## Material for the task
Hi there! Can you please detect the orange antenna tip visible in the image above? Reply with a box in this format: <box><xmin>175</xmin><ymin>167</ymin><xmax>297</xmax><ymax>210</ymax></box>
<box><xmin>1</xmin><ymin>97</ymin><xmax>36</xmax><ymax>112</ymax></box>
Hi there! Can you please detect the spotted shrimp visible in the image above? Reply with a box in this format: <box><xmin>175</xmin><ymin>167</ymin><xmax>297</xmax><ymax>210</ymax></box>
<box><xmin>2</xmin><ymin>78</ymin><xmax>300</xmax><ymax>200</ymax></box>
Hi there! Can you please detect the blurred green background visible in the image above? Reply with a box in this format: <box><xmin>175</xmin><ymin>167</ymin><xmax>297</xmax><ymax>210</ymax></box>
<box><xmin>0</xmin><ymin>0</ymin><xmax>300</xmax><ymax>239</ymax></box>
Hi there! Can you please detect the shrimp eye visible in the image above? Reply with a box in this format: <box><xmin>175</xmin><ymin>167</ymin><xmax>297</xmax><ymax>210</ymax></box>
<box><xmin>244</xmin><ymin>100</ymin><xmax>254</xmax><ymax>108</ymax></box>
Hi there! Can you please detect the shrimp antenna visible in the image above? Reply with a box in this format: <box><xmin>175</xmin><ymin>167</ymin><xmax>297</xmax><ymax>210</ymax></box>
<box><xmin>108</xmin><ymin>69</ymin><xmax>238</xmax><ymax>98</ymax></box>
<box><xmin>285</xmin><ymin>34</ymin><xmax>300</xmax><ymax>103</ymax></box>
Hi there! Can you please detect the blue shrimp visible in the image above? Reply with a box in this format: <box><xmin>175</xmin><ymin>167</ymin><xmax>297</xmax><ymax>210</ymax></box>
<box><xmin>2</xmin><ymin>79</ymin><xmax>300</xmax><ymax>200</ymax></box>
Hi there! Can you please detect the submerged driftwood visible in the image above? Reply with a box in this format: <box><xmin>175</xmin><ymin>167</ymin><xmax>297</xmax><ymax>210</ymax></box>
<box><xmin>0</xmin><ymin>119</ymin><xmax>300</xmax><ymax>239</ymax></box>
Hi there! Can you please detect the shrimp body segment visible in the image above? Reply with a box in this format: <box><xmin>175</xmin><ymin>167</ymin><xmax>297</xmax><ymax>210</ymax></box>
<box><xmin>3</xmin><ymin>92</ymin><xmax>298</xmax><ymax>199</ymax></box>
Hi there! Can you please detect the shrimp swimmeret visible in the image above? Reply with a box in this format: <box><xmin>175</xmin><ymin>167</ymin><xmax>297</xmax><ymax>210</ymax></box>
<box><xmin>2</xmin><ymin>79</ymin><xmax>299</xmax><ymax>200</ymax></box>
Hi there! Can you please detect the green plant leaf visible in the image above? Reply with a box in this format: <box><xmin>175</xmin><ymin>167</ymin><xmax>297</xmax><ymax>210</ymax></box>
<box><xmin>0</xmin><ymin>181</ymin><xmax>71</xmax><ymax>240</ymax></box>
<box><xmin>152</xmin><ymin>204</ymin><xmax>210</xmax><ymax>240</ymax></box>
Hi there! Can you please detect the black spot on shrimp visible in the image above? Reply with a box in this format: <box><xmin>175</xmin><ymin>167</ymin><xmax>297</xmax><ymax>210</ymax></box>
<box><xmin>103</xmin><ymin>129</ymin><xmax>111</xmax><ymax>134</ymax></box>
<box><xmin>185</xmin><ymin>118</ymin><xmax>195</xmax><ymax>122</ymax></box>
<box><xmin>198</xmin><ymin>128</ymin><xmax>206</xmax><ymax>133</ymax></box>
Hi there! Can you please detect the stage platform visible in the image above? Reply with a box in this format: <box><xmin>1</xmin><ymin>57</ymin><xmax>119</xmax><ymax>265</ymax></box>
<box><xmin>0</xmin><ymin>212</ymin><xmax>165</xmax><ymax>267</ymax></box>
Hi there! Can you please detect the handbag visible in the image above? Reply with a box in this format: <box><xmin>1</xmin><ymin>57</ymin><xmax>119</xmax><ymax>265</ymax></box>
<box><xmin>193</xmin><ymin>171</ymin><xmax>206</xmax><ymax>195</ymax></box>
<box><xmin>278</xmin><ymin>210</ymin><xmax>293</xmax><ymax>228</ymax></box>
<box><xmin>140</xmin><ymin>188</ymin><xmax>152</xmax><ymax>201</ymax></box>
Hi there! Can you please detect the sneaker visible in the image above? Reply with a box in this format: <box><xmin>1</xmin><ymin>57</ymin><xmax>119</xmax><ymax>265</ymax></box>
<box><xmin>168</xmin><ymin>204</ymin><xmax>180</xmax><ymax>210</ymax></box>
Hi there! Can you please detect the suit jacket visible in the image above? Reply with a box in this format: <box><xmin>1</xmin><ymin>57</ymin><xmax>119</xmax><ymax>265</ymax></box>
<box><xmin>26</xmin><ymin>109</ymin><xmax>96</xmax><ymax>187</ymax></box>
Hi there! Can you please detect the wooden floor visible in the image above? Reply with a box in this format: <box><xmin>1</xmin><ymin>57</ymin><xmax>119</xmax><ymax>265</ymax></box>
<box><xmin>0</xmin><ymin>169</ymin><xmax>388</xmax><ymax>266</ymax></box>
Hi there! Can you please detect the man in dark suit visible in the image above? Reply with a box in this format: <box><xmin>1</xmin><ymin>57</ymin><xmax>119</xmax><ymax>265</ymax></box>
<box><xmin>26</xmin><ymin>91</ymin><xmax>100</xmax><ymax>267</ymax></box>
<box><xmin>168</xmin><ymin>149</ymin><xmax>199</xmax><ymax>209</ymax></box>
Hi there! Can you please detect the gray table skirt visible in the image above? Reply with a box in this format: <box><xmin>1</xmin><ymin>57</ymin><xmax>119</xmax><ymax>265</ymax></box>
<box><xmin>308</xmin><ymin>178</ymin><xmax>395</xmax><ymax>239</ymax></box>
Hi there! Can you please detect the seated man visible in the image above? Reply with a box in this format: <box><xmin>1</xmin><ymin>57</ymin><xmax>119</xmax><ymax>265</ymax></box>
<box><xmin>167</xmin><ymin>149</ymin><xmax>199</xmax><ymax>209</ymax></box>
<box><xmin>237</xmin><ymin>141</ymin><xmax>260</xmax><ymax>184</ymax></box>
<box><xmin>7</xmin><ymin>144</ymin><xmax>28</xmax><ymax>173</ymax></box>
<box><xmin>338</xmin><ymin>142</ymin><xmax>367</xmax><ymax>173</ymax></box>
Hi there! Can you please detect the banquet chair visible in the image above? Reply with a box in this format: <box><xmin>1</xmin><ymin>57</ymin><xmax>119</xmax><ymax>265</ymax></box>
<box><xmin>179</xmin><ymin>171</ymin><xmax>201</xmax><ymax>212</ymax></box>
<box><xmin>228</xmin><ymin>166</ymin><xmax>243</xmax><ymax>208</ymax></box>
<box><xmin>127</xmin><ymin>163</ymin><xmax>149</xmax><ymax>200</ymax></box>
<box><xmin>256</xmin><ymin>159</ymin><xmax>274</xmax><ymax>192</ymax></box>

## What is expected
Report each line of the data above that contains the word "seated". Matching is case-sensitive.

## Task solution
Hi there! Can you please detect the seated man visible in the image above? Reply with a box in this format: <box><xmin>1</xmin><ymin>57</ymin><xmax>119</xmax><ymax>265</ymax></box>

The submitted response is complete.